» 文書の抜粋
______

概要: MBO(目標管理制度)は、個人と組織の目標達成を促進するマネジメント手法です。本記事では、MBOの目的、パフォーマンスレビュー、そしてOKRなどの進化形にも触れながら、その理解を深めます。
「MBO」という言葉を聞いたとき、皆さんは何を思い浮かべるでしょうか? もしかしたら、社員の目標設定に使われる「目標管理制度(Management by Objectives)」を連想するかもしれません。
しかし、本記事で解説するのは、企業経営のダイナミックな変革を促すもう一つのMBO、すなわち「マネジメント・バイアウト(Management Buyout)」です。
企業の経営陣が自社の株式を買い取り、経営権を取得するMBOは、近年その件数を大きく伸ばし、日本経済において重要な役割を果たしています。この記事では、MBOがなぜ今注目されているのか、その目的や期待される効果、具体的な進め方、そして最新の動向までを徹底的に解説します。
ぜひ最後までお読みいただき、MBOへの理解を深めていきましょう。
MBO(マネジメント・バイアウト)とは?その基礎知識
MBOの定義とM&Aとの違い
MBO、すなわち「マネジメント・バイアウト」とは、企業の経営陣が自社の株式を買い取り、経営権を取得する手法を指します。これはM&A(合併・買収)の一種に分類されますが、一般的なM&Aとは異なる際立った特徴を持っています。
通常のM&Aでは、外部の企業や投資ファンドが買い手となることが多いですが、MBOでは現経営陣が主体となって自社の株式を取得する点が最大の違いです。これにより、経営陣は外部からの干渉を受けずに、より自由度の高い経営が可能になります。経営陣自身が株主となることで、経営と所有が一致し、意思決定のスピードアップや長期的な視点での戦略実行が期待されます。この「自分たちの会社を自分たちで動かす」という強いコミットメントが、MBOの大きな原動力となります。
MBOの背景には、経営陣が会社の事業内容、企業文化、そして潜在的な価値を誰よりも深く理解しているという強みがあります。外部の買い手による買収と比較して、既存の企業文化や従業員の雇用が維持されやすく、事業継続性が高まるというメリットも期待できます。また、株主構成がシンプルになることで、経営陣はより迅速かつ大胆な経営判断を下せるようになります。この特殊な形式のM&Aが、なぜ今多くの企業に選択されているのでしょうか。それは、単なる買収以上の、企業が抱える様々な課題を解決し、新たな成長ステージへと導く可能性を秘めているからです。
MBOが注目される背景と主な目的
近年MBOが注目され、実施件数が増加している背景には複数の要因があります。そして、MBOが達成しようとする目的も多岐にわたります。
主な目的としては、まず「経営体制の見直しと経営の自由度向上」が挙げられます。特に上場企業の場合、多数の株主の意向に配慮する必要があり、重要な意思決定に時間がかかることがあります。MBOを通じて非上場化することで、迅速な経営判断が可能になり、短期的な株価変動に囚われず中長期的な視点での経営戦略を実行しやすくなります。
次に、「事業承継」の有効な手段としても活用されています。創業家が高齢化し、適切な後継者が見つからない場合、現経営陣が事業を承継することで、企業の理念や文化、そして従業員の雇用を守りながらスムーズなバトンタッチを実現できます。

______

» 抽出データ

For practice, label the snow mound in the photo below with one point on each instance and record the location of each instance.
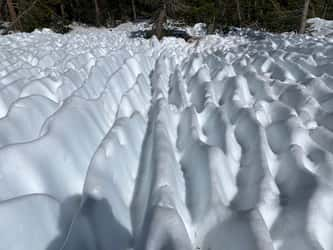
(111, 143)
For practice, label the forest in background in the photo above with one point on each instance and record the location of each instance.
(271, 15)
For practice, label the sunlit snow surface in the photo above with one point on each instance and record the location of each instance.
(111, 143)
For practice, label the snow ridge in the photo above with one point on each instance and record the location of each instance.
(115, 143)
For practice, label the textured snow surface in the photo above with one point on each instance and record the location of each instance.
(110, 143)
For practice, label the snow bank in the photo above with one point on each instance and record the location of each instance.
(111, 143)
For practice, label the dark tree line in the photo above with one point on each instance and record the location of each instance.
(273, 15)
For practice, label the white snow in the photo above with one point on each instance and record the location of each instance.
(112, 143)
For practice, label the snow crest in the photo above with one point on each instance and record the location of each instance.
(110, 143)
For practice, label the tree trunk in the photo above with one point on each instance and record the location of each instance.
(304, 16)
(160, 22)
(98, 13)
(62, 9)
(12, 14)
(239, 13)
(323, 15)
(134, 10)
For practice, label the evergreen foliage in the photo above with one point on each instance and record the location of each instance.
(272, 15)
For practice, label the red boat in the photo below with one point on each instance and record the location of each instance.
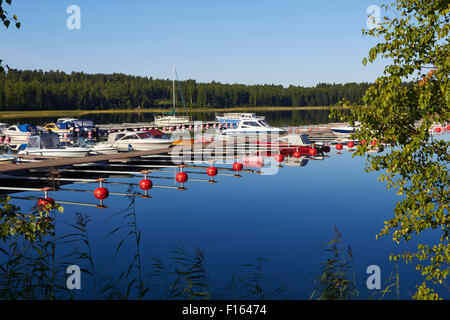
(288, 144)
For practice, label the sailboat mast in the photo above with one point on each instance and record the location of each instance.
(174, 92)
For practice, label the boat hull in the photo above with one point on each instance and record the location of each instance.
(142, 146)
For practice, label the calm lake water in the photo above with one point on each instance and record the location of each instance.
(234, 226)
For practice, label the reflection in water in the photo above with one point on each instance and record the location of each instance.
(283, 117)
(34, 258)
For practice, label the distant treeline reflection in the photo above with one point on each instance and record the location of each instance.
(39, 90)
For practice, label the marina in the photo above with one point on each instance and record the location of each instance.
(287, 156)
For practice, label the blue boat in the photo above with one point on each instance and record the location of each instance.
(234, 118)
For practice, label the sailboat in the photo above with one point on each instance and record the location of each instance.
(169, 118)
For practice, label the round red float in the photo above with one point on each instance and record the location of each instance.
(101, 193)
(279, 158)
(211, 171)
(181, 177)
(145, 184)
(237, 166)
(45, 202)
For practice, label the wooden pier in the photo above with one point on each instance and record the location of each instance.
(61, 162)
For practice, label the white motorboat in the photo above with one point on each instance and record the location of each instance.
(344, 130)
(20, 131)
(251, 126)
(3, 126)
(170, 118)
(234, 118)
(48, 144)
(97, 148)
(140, 140)
(7, 159)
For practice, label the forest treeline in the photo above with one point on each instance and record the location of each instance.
(51, 90)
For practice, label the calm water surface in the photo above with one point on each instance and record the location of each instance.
(296, 117)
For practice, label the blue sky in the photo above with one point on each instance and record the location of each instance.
(285, 42)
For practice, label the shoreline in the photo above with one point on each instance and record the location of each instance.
(68, 113)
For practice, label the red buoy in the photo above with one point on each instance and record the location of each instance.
(101, 193)
(279, 158)
(46, 202)
(145, 184)
(181, 177)
(237, 166)
(211, 171)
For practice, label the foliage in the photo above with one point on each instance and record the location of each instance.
(39, 90)
(6, 20)
(27, 254)
(400, 116)
(337, 280)
(31, 226)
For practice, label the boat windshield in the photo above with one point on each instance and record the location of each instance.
(264, 124)
(84, 123)
(251, 124)
(50, 141)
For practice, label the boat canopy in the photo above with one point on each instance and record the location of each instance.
(44, 141)
(83, 123)
(26, 127)
(296, 139)
(156, 132)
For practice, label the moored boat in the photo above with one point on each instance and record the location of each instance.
(48, 144)
(251, 126)
(20, 131)
(139, 140)
(234, 118)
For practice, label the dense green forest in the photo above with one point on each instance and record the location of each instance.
(39, 90)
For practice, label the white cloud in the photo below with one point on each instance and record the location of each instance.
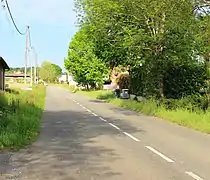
(44, 11)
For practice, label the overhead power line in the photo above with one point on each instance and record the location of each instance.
(13, 21)
(29, 38)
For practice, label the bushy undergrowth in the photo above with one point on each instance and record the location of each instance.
(20, 115)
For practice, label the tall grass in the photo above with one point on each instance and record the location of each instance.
(20, 115)
(180, 113)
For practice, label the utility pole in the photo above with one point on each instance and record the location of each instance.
(35, 66)
(26, 54)
(31, 76)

______

» 解くべき問題
1. MBOの解説文の中で、この記事が徹底的に解説すると述べている事柄をすべて挙げてください。
2. MBOの解説文から、「ぜひ最後までお読みいただき、MBOへの理解を深めていきましょう。」と「際立った特徴を持っています。」の間を、両端の語句も含めて原文どおりに引用してください。

» 問題の解答
1.
- MBOがなぜ今注目されているのか
- その目的
- 期待される効果
- 具体的な進め方
- 最新の動向

2.
ぜひ最後までお読みいただき、MBOへの理解を深めていきましょう。
MBO(マネジメント・バイアウト)とは?その基礎知識
MBOの定義とM&Aとの違い
MBO、すなわち「マネジメント・バイアウト」とは、企業の経営陣が自社の株式を買い取り、経営権を取得する手法を指します。これはM&A(合併・買収)の一種に分類されますが、一般的なM&Aとは異なる際立った特徴を持っています。